INSTRUCTIONS TO FOLLOW
Starting at the first line of the data below, write out each line exactly until you reach the line containing "negative clicks: (549, 354) (525, 289)", and include that line too.

Collected data entries:
■ ■ ■
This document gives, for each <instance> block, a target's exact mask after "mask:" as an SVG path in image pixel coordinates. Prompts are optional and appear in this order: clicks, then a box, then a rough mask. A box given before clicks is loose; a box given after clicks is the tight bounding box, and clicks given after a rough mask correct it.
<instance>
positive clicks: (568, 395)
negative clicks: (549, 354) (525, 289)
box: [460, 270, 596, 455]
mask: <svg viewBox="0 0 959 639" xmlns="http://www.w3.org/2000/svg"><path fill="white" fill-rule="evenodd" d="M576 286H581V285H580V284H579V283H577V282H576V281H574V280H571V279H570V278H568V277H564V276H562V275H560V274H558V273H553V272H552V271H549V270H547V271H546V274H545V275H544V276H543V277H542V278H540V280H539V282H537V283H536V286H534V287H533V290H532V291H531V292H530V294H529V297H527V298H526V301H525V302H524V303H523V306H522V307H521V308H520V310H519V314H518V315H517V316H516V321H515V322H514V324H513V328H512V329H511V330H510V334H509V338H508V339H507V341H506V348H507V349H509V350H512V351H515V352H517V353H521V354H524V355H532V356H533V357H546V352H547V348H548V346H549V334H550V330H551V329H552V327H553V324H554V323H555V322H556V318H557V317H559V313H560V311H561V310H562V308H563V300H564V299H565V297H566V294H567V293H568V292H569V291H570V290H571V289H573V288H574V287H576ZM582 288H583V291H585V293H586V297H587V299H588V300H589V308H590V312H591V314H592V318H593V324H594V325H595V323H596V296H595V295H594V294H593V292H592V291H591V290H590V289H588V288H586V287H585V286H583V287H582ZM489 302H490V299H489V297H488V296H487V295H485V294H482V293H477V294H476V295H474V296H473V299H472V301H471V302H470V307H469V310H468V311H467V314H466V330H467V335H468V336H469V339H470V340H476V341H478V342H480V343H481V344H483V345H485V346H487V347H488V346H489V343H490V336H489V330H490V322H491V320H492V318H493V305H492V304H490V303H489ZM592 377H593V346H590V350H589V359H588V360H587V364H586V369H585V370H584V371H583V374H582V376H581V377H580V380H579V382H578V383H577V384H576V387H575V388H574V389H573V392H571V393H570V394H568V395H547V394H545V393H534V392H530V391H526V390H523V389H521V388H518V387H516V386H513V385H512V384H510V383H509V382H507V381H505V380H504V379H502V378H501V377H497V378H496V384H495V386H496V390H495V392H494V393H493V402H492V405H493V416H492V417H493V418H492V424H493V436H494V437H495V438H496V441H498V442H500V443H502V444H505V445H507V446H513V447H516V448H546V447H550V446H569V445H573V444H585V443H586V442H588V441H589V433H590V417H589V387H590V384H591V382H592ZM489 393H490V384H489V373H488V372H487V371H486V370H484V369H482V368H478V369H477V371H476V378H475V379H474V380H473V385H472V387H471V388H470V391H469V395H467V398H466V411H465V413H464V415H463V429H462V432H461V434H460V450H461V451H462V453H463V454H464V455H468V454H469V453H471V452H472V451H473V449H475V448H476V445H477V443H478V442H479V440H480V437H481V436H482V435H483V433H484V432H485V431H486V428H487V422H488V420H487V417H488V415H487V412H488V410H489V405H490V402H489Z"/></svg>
■ ■ ■
THE COMPLETED TASK
This document gives, for each <instance> block, a target's exact mask after "mask:" as an SVG path in image pixel coordinates. Prompts are optional and appear in this order: clicks, then a box, then a rough mask. A box given before clicks is loose; a box given after clicks is the tight bounding box, and clicks given after a rough mask correct it.
<instance>
positive clicks: (568, 395)
negative clicks: (549, 354) (525, 289)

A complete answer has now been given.